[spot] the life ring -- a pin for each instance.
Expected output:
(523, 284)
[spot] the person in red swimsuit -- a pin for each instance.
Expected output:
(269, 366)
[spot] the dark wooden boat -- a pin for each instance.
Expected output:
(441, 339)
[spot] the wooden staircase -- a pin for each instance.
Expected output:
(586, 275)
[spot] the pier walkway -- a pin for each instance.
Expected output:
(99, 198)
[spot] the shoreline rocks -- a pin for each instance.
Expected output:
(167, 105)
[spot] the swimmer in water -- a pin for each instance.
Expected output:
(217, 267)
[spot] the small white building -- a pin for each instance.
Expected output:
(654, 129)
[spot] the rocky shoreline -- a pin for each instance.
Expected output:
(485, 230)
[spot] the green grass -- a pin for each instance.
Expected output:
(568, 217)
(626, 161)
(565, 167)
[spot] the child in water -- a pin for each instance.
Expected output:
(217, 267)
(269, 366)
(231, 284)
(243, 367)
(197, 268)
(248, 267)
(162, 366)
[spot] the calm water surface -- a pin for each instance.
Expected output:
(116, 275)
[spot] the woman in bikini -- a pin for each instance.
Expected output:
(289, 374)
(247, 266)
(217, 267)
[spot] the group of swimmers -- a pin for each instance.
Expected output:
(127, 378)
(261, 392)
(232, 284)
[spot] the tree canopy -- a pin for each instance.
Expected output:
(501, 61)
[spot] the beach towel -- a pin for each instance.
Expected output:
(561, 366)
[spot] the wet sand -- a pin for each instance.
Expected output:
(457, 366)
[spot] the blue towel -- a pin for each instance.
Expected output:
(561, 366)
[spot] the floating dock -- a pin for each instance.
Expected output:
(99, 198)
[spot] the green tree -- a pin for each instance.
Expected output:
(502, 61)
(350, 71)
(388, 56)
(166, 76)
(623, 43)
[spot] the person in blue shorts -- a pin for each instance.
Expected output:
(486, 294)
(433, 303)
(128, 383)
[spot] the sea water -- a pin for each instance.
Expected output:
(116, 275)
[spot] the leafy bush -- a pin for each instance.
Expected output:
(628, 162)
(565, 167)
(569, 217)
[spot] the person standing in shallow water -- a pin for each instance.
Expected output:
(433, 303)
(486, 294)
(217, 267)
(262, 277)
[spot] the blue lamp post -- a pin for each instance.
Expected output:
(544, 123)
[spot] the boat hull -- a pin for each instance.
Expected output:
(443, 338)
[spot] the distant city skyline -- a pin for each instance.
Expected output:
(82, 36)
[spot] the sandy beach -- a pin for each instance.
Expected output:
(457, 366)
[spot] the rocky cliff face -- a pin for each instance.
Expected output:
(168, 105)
--------------------
Print the entire listing above again, word for word and line for line.

[spot] the life ring -- a pin for each instance.
Expected output:
(523, 284)
[spot] the person in red swimsuit -- a pin for each instance.
Expected output:
(269, 366)
[spot] the dark wooden boat -- a pin for each instance.
Expected output:
(441, 339)
[spot] the wooden staircase -- a pin for each instance.
Expected output:
(586, 275)
[spot] the pier walkway -- a pin for each instance.
Expected output:
(99, 198)
[spot] the shoreline rocks -- a pin for each instance.
Expected output:
(167, 105)
[spot] the swimmer in water -- a pin for each instance.
Expected output:
(217, 267)
[spot] the small white building -- a pin for each instance.
Expected output:
(654, 129)
[spot] the rocky shoreline -- a pin for each instance.
Expected output:
(485, 230)
[spot] the green grass -- a pin for each instance.
Expected output:
(568, 217)
(626, 161)
(565, 167)
[spot] the child in water -- a pin for each instance.
Expected output:
(217, 267)
(269, 366)
(231, 284)
(243, 367)
(197, 268)
(248, 267)
(162, 366)
[spot] the calm water surface -- a pin for each instance.
Expected output:
(116, 275)
[spot] the woman in bikini -- a pin for each instance.
Expected output:
(289, 374)
(247, 266)
(217, 267)
[spot] the group of swimmers -- a pin for each instance.
Expected output:
(127, 378)
(261, 392)
(232, 284)
[spot] the tree canopy -- a pin for each instance.
Expected output:
(501, 61)
[spot] the beach towel -- a pin for each instance.
Expected output:
(561, 366)
[spot] the wet sand -- a pin for each instance.
Expected output:
(457, 366)
[spot] the blue towel -- a pin for each instance.
Expected output:
(561, 366)
[spot] the floating dock -- a pin for each instance.
Expected output:
(99, 198)
[spot] the green tree -- a pin for each instance.
Expected output:
(502, 61)
(350, 71)
(388, 56)
(166, 76)
(623, 43)
[spot] the person in blue shorts -- a pin for each instance.
Expected output:
(486, 294)
(433, 303)
(128, 383)
[spot] the sea water -- a pin for each instance.
Expected output:
(116, 275)
[spot] the leafy bush -- a pin for each instance.
Expected output:
(628, 162)
(565, 167)
(569, 217)
[spot] the person standing in shallow water -- a pin for each instance.
Expected output:
(433, 303)
(486, 294)
(217, 267)
(262, 277)
[spot] the blue lamp post -- a pin for each instance.
Expected output:
(544, 123)
[spot] the boat hull -- a pin for each instance.
Expected output:
(443, 338)
[spot] the distant city skyline -- a pin for each instance.
Expected output:
(82, 36)
[spot] the sandy beach -- a pin for each instance.
Expected output:
(457, 366)
[spot] the rocky cliff face -- a pin for each instance.
Expected output:
(168, 105)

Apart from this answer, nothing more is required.